システムの内製化を成功させるには
~内製化の重要性やメリット・デメリットも解説

近年、デジタルトランスフォーメーション(DX)の推進に伴い、企業による「システム開発の内製化」が注目を集めています。従来、日本企業の多くはシステム開発をベンダーに委託してきましたが、ビジネス環境の急速な変化に対応するため、自社内でシステム開発や運用を行う動きが加速しています。

特に、クラウドを活用したシステム連携の内製化は、企業の俊敏性や競争力に大きな影響を与える要素となっています。しかし、内製化には多くの利点がある一方で、課題も少なくありません。そのため、各企業の状況に応じた戦略的なアプローチが求められます。

本記事では、システム内製化についての基本知識、その背景、導入する意義、メリット・デメリットなどに焦点を当てて解説していきます。さらに、内製化を成功に導くための具体的なポイントや、ノーコード/ローコードツールの選定方法まで、実践的なアドバイスも提供します。

システム内製化とは

システム内製化とは、企業が従来外部に委託していたシステム関連の業務を、自社内で対応する体制へと切り替えることを指します。具体的には、システムの設計、開発、保守、運用、さらには継続的なアップデートを自社の人材や設備を活用して行うことが含まれます。

システムを内製化することで、企業は自社の特有のニーズや業務プロセスに適したシステムを構築することができます。これにより、外部ベンダーに頼ることなく迅速かつ柔軟な対応が可能になるだけでなく、技術的な知識が社内に蓄積されることで、企業の競争力が長期的に強化されます。

さらに、セキュリティおよびコンプライアンスの観点からも、社内での管理体制を強化することにも役立ちます。たとえば、データの取り扱いやアクセス権限の管理を外部に委託する場合など、情報漏洩や不正アクセスの面でのリスクも回避することができます。

外注(アウトソーシング)との違い

システム開発における外注(アウトソーシング)と内製化の最も大きな違いは、業務の実施主体にあります。外注では、システムの開発や運用を専門の IT 企業やベンダーに委託します。そのため、自社にIT人材がいなくても専門知識や最新技術を持つ外部リソースを活用できます。また、自社で抱える必要のある IT 人材をできる限り抑えられるというメリットがあります。

課題 1 – 物体検出データの記録すべてを、空行を除いた1行ごとに1つの文字列として、JSONのリストで出力してください。画像は回答に含めないでください。
次に示す記録は、本文とは関係がありません。

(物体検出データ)
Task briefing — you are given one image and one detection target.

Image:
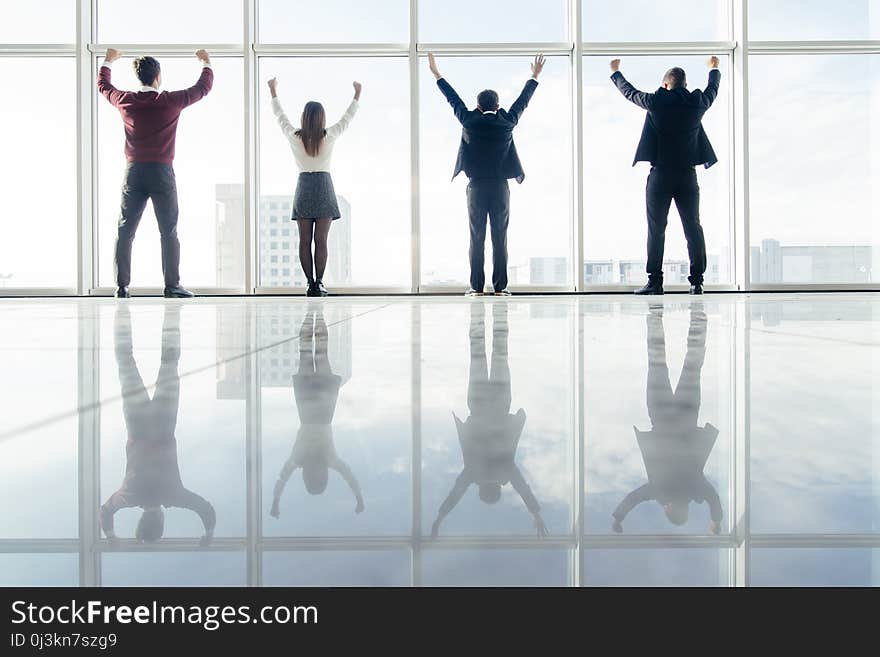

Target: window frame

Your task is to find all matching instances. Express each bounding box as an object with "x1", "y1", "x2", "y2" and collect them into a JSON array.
[{"x1": 0, "y1": 0, "x2": 880, "y2": 296}]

課題 2 – システム内製化を扱った本文を、一字一句変えずに全文書き出してください。

記述回答 1 –
[
  "Task briefing — you are given one image and one detection target.",
  "Image:",
  "Target: window frame",
  "Your task is to find all matching instances. Express each bounding box as an object with \"x1\", \"y1\", \"x2\", \"y2\" and collect them into a JSON array.",
  "[{\"x1\": 0, \"y1\": 0, \"x2\": 880, \"y2\": 296}]"
]

記述回答 2 –
システムの内製化を成功させるには
~内製化の重要性やメリット・デメリットも解説

近年、デジタルトランスフォーメーション(DX)の推進に伴い、企業による「システム開発の内製化」が注目を集めています。従来、日本企業の多くはシステム開発をベンダーに委託してきましたが、ビジネス環境の急速な変化に対応するため、自社内でシステム開発や運用を行う動きが加速しています。

特に、クラウドを活用したシステム連携の内製化は、企業の俊敏性や競争力に大きな影響を与える要素となっています。しかし、内製化には多くの利点がある一方で、課題も少なくありません。そのため、各企業の状況に応じた戦略的なアプローチが求められます。

本記事では、システム内製化についての基本知識、その背景、導入する意義、メリット・デメリットなどに焦点を当てて解説していきます。さらに、内製化を成功に導くための具体的なポイントや、ノーコード/ローコードツールの選定方法まで、実践的なアドバイスも提供します。

システム内製化とは

システム内製化とは、企業が従来外部に委託していたシステム関連の業務を、自社内で対応する体制へと切り替えることを指します。具体的には、システムの設計、開発、保守、運用、さらには継続的なアップデートを自社の人材や設備を活用して行うことが含まれます。

システムを内製化することで、企業は自社の特有のニーズや業務プロセスに適したシステムを構築することができます。これにより、外部ベンダーに頼ることなく迅速かつ柔軟な対応が可能になるだけでなく、技術的な知識が社内に蓄積されることで、企業の競争力が長期的に強化されます。

さらに、セキュリティおよびコンプライアンスの観点からも、社内での管理体制を強化することにも役立ちます。たとえば、データの取り扱いやアクセス権限の管理を外部に委託する場合など、情報漏洩や不正アクセスの面でのリスクも回避することができます。

外注(アウトソーシング)との違い

システム開発における外注(アウトソーシング)と内製化の最も大きな違いは、業務の実施主体にあります。外注では、システムの開発や運用を専門の IT 企業やベンダーに委託します。そのため、自社にIT人材がいなくても専門知識や最新技術を持つ外部リソースを活用できます。また、自社で抱える必要のある IT 人材をできる限り抑えられるというメリットがあります。